-------- Given records

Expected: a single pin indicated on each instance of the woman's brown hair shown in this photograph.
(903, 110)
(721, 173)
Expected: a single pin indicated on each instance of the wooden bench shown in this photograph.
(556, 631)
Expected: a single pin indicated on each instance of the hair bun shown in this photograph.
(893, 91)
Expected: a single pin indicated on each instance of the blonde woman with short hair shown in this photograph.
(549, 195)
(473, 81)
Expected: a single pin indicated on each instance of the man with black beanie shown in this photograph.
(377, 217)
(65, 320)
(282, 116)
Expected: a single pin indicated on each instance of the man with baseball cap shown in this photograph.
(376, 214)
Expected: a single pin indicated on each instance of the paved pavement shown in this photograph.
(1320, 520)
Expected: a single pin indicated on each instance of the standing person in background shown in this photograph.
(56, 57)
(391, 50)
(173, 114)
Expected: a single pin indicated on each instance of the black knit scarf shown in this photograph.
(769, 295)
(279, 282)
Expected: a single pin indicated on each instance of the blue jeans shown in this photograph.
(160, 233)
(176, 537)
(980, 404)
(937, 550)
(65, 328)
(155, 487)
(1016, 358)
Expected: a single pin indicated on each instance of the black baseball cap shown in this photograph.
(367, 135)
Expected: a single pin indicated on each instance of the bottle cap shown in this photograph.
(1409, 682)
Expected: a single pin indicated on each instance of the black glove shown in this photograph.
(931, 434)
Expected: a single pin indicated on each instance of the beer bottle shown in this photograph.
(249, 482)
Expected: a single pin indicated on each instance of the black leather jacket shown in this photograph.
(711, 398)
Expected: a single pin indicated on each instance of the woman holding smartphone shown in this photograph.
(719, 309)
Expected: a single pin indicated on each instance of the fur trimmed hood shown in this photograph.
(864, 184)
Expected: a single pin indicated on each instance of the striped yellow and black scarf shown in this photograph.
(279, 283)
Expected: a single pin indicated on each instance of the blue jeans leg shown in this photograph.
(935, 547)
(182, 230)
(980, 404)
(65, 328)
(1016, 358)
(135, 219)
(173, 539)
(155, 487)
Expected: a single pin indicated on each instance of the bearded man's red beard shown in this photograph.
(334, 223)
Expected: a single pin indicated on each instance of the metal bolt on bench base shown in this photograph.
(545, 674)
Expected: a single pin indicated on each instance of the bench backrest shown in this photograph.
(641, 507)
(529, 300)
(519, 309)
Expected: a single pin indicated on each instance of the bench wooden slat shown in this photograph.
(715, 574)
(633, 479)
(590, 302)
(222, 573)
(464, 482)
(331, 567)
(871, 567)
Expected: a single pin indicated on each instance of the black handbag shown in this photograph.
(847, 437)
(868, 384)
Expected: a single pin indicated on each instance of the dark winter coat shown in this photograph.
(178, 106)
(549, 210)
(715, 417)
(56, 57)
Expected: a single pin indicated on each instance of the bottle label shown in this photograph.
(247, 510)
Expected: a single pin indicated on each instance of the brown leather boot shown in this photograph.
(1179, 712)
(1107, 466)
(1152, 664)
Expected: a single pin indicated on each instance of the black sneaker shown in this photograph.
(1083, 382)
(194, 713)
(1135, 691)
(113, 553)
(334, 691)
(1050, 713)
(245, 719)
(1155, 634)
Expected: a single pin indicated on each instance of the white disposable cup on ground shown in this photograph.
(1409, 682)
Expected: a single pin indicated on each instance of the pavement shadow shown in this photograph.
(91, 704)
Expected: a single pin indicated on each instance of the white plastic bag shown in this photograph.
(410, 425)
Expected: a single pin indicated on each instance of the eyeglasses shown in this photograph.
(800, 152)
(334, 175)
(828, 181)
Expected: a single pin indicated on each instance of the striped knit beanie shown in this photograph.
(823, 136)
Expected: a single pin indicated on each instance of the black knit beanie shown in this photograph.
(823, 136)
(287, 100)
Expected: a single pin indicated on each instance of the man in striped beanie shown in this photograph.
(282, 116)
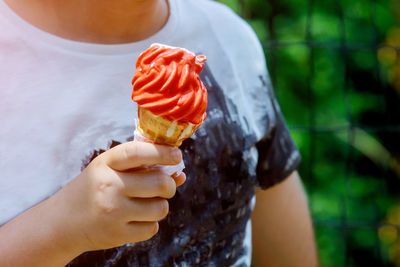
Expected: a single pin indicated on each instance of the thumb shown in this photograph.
(135, 154)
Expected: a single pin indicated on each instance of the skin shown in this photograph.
(114, 201)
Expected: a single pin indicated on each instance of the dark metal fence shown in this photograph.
(335, 66)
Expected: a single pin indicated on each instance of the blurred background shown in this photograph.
(335, 66)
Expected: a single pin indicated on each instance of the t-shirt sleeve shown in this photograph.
(278, 155)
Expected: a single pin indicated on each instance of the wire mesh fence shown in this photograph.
(335, 67)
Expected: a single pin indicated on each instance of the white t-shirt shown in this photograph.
(60, 100)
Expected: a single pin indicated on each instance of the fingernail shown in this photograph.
(176, 154)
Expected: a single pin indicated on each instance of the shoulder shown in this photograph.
(233, 32)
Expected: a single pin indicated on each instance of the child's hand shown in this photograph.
(114, 201)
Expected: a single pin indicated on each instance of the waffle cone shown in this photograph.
(163, 131)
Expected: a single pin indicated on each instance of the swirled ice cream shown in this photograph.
(171, 98)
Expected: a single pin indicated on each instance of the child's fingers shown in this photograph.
(179, 179)
(135, 154)
(147, 184)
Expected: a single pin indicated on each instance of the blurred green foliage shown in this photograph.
(335, 66)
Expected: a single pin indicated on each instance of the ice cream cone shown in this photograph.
(164, 131)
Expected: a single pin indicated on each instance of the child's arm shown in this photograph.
(282, 228)
(109, 204)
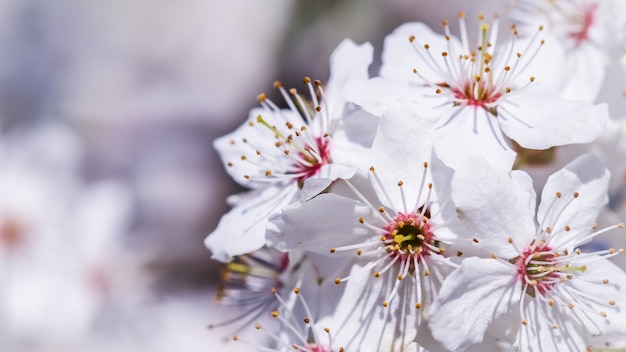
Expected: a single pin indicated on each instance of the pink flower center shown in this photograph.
(410, 236)
(581, 23)
(478, 94)
(538, 269)
(313, 158)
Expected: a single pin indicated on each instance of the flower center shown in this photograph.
(409, 236)
(539, 268)
(578, 19)
(301, 135)
(471, 77)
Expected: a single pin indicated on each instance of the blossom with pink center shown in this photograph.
(538, 285)
(388, 236)
(585, 36)
(285, 154)
(485, 95)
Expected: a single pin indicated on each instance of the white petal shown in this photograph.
(600, 296)
(242, 229)
(325, 221)
(494, 205)
(348, 62)
(232, 149)
(539, 335)
(541, 122)
(586, 176)
(472, 297)
(375, 95)
(400, 58)
(402, 145)
(358, 321)
(327, 174)
(468, 131)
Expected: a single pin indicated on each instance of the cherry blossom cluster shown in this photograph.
(400, 212)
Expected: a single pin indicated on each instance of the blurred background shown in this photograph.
(108, 179)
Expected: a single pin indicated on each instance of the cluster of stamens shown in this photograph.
(308, 339)
(405, 239)
(479, 77)
(545, 267)
(246, 280)
(300, 134)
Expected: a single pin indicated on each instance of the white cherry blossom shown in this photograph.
(391, 235)
(538, 284)
(282, 154)
(589, 34)
(484, 94)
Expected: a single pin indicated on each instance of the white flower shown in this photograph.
(387, 237)
(279, 153)
(483, 93)
(542, 291)
(298, 327)
(588, 32)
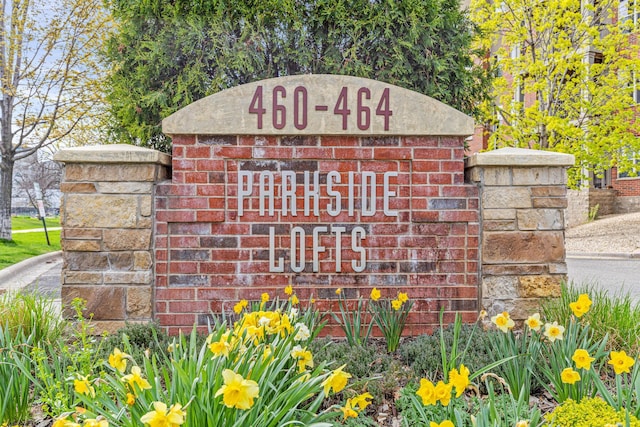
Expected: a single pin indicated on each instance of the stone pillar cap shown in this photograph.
(328, 105)
(112, 153)
(520, 157)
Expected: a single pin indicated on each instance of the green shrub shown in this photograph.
(591, 412)
(15, 396)
(142, 337)
(373, 369)
(423, 353)
(617, 315)
(32, 315)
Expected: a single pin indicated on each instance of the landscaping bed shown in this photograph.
(572, 364)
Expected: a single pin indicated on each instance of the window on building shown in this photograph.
(635, 88)
(628, 11)
(634, 156)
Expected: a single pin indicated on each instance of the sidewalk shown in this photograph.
(41, 272)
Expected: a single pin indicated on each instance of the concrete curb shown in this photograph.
(601, 255)
(20, 268)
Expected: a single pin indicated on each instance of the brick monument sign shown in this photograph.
(321, 182)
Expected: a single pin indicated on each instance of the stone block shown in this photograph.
(81, 245)
(128, 278)
(560, 268)
(139, 303)
(127, 240)
(82, 233)
(549, 202)
(145, 205)
(104, 302)
(82, 277)
(506, 198)
(549, 191)
(558, 176)
(85, 261)
(499, 225)
(500, 287)
(539, 286)
(540, 219)
(92, 211)
(142, 260)
(110, 172)
(530, 176)
(121, 261)
(523, 247)
(124, 187)
(78, 187)
(499, 214)
(497, 176)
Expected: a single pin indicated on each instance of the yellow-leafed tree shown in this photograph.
(50, 79)
(565, 75)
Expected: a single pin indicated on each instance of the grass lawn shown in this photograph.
(27, 245)
(27, 223)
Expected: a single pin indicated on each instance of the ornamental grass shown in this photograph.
(259, 365)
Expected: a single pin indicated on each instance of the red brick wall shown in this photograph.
(625, 186)
(208, 256)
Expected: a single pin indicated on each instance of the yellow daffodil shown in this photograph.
(221, 347)
(83, 386)
(160, 417)
(459, 379)
(427, 392)
(118, 360)
(403, 297)
(302, 333)
(582, 359)
(303, 356)
(443, 393)
(533, 322)
(241, 305)
(237, 392)
(621, 362)
(95, 422)
(135, 379)
(64, 422)
(569, 376)
(337, 381)
(348, 411)
(581, 306)
(553, 331)
(131, 399)
(503, 321)
(361, 401)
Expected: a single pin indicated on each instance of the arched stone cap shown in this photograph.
(520, 157)
(111, 153)
(368, 107)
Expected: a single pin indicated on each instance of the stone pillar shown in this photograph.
(107, 219)
(522, 203)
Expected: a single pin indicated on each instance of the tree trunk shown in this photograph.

----------------

▸ **To do**
Reproduce the data word for word, from the line containing "Expected: a single pin indicated on each instance of the window" through the last line of the data, including both of those lines.

▸ **Reply**
Expected: a single pin indicated on each instance of the window on building shown in this photograph.
(635, 88)
(628, 11)
(634, 156)
Expected: a single pin indicated on each instance of the sidewalk shown in this photograph.
(41, 272)
Expected: a single pin indicated on each instance of the concrete curb shown in this photograph.
(601, 255)
(20, 268)
Expected: a single pin indicated on each instance of the brick monument sign shown in this photograph.
(321, 182)
Expected: a single pin indicated on each instance of the stone block shown in this photograph.
(81, 245)
(128, 278)
(560, 268)
(139, 303)
(127, 240)
(82, 233)
(549, 202)
(145, 205)
(104, 302)
(82, 277)
(506, 198)
(549, 191)
(558, 176)
(85, 261)
(499, 225)
(500, 287)
(539, 286)
(540, 219)
(92, 211)
(142, 260)
(110, 172)
(530, 176)
(121, 261)
(523, 247)
(124, 187)
(78, 187)
(499, 214)
(497, 176)
Expected: a single pin indicated on each instance of the yellow-leafed tree shown in this photograph.
(50, 79)
(565, 75)
Expected: a single pin indicated on each instance of the grass lawn shown in this photograph.
(27, 245)
(27, 223)
Expected: a single pin indicated on each instance of the ornamental grass shown in this photograph.
(259, 365)
Expected: a single pin indicated on each instance of the red brick wall shown in this photograph.
(625, 186)
(208, 256)
Expected: a single pin indicated on each instance of the yellow daffodil shown in this photograph.
(221, 347)
(83, 386)
(160, 417)
(459, 379)
(427, 392)
(118, 360)
(403, 297)
(302, 333)
(582, 359)
(303, 356)
(443, 393)
(533, 322)
(241, 305)
(237, 392)
(621, 362)
(95, 422)
(135, 379)
(64, 422)
(569, 376)
(337, 381)
(348, 411)
(581, 306)
(553, 331)
(131, 399)
(503, 321)
(361, 401)
Expected: a single pin indicated on each instance of the arched stone cap shown in this photograph.
(520, 157)
(111, 153)
(368, 107)
Expected: a single pin indicated on each instance of the stone pillar shown in this photograph.
(107, 219)
(522, 203)
Expected: a single pin indicated on each instance of the tree trunk shown in this photograph.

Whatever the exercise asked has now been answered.